Job ▸ Rewrite every line of the entries below as a Markdown table with the columns "Row" and "Line", numbering the rows in order and omitting blank lines.

Given information ▸
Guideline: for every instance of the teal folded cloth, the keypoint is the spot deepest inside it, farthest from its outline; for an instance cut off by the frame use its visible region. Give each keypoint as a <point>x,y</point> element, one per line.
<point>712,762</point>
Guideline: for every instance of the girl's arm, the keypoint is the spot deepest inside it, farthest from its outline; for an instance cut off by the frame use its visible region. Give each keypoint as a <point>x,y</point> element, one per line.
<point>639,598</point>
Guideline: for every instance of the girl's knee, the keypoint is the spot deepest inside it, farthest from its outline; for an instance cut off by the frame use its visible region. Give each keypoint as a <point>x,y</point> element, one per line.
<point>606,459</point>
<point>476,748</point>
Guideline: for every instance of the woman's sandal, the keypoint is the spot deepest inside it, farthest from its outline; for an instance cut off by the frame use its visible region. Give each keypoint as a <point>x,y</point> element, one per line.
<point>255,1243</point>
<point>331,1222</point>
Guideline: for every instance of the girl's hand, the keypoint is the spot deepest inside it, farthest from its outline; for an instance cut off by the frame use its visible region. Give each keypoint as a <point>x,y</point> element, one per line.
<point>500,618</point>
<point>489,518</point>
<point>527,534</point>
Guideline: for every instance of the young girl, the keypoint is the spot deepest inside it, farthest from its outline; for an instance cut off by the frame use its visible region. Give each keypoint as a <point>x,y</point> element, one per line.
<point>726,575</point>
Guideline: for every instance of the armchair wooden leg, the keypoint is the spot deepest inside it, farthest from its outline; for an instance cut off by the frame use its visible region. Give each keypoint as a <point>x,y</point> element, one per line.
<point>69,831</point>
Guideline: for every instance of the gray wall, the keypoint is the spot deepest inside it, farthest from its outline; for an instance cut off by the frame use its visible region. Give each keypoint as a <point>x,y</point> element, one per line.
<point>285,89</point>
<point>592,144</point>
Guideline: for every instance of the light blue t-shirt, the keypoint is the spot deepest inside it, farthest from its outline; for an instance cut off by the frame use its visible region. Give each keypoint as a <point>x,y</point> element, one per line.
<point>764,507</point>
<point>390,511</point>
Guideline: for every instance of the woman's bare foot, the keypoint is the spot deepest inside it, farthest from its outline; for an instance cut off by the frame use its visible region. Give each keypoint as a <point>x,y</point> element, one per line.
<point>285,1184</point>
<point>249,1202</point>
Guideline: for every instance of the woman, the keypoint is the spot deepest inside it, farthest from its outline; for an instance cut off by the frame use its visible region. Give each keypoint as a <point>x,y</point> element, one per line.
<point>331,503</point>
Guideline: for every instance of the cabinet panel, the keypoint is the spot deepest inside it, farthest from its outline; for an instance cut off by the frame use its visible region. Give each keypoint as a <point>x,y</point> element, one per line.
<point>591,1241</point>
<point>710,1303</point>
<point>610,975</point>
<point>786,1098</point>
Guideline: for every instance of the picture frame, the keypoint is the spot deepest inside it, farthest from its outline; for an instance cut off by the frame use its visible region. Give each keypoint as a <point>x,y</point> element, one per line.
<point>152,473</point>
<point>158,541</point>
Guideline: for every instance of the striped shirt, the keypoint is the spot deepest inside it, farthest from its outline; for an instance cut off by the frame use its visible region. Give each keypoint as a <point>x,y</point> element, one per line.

In response ▸
| Row | Line |
|---|---|
| 1 | Guideline: for every instance of the teal folded cloth, the keypoint is the spot deepest inside it, farthest from its outline; for an instance cut off by the frame use its visible region. Give each keypoint as a <point>x,y</point> element, one per line. |
| 2 | <point>712,762</point> |
| 3 | Guideline: for every instance of the girl's arm, the keypoint is the spot deepest inside it, farthest from its outline; for an instance cut off by the frame use its visible region. Give each keypoint as a <point>x,y</point> element, one per line. |
| 4 | <point>639,598</point> |
| 5 | Guideline: for every instance of the girl's knee, the keypoint is the spot deepest inside it, farthest from its outline; for an instance cut off by the frame use its visible region. Give each keypoint as a <point>x,y</point> element, one per line. |
| 6 | <point>606,459</point> |
| 7 | <point>476,748</point> |
| 8 | Guideline: for every instance of the woman's sandal, the keypoint is the spot deepest inside it, farthest from its outline; for an instance cut off by the frame use its visible region. Give each keypoint as a <point>x,y</point> element, one per line. |
| 9 | <point>255,1243</point> |
| 10 | <point>331,1222</point> |
| 11 | Guideline: for every instance of the girl's hand, the keypoint is the spot deepest inside it, farthest from its outline; for an instance cut off by the frame use its visible region. Give each keypoint as a <point>x,y</point> element, one per line. |
| 12 | <point>500,618</point> |
| 13 | <point>489,518</point> |
| 14 | <point>527,534</point> |
| 15 | Guideline: for every instance of the young girl, the keypoint is the spot deepest inside it, farthest from its outline; for an instance cut off by the frame use its visible region. Give each keypoint as a <point>x,y</point> element, one per line. |
| 16 | <point>726,575</point> |
| 17 | Guideline: for every instance of the armchair wooden leg, the keypoint is the spot deepest inside it, farthest from its outline; for an instance cut off by the frame use its visible region. Give each keypoint as a <point>x,y</point> element, one per line. |
| 18 | <point>69,831</point> |
| 19 | Guideline: for every instance of the gray wall, the keypoint is the spot deepest inside it, farthest from its outline; for an instance cut off by the frame use its visible region. Give each keypoint as a <point>x,y</point> element, one per line. |
| 20 | <point>285,89</point> |
| 21 | <point>592,144</point> |
| 22 | Guideline: for every instance of the light blue t-shirt, the keypoint is the spot deepest inside it, farthest from its outline; for an instance cut off by the frame use its visible region. Give each keypoint as a <point>x,y</point> element, one per line. |
| 23 | <point>764,507</point> |
| 24 | <point>390,511</point> |
| 25 | Guideline: for every instance of the woman's bare foot, the keypoint is the spot deepest inside it, farthest from its outline; for an instance cut off by the frame use its visible region. Give each keypoint as a <point>x,y</point> element, one per line. |
| 26 | <point>285,1184</point> |
| 27 | <point>249,1202</point> |
| 28 | Guideline: for every instance of the woman, the keypoint is the spot deepest inside it, farthest from its outline; for an instance cut off by the frame use its visible region. Give each keypoint as a <point>x,y</point> element, one per line. |
| 29 | <point>331,503</point> |
| 30 | Guideline: for every instance of the cabinet panel, the keypoint is the spot deepest inside it, farthest from its outline; for an instance cut off by the frame use its visible region. Give each keypoint as a <point>x,y</point> element, one per line. |
| 31 | <point>591,1241</point> |
| 32 | <point>710,1303</point> |
| 33 | <point>610,975</point> |
| 34 | <point>786,1098</point> |
| 35 | Guideline: for every instance of the picture frame, the keypoint is the spot deepest inside it, farthest from its outline; for an instance cut off by the frame use its visible region. Give each keypoint as a <point>x,y</point> element, one per line. |
| 36 | <point>152,473</point> |
| 37 | <point>158,541</point> |
| 38 | Guideline: for every instance of the striped shirt, the keypoint is the spot deepest inside it, farthest from its outline; for an instance cut off by the frame use its visible region. Give each keypoint as a <point>x,y</point> element, one per line. |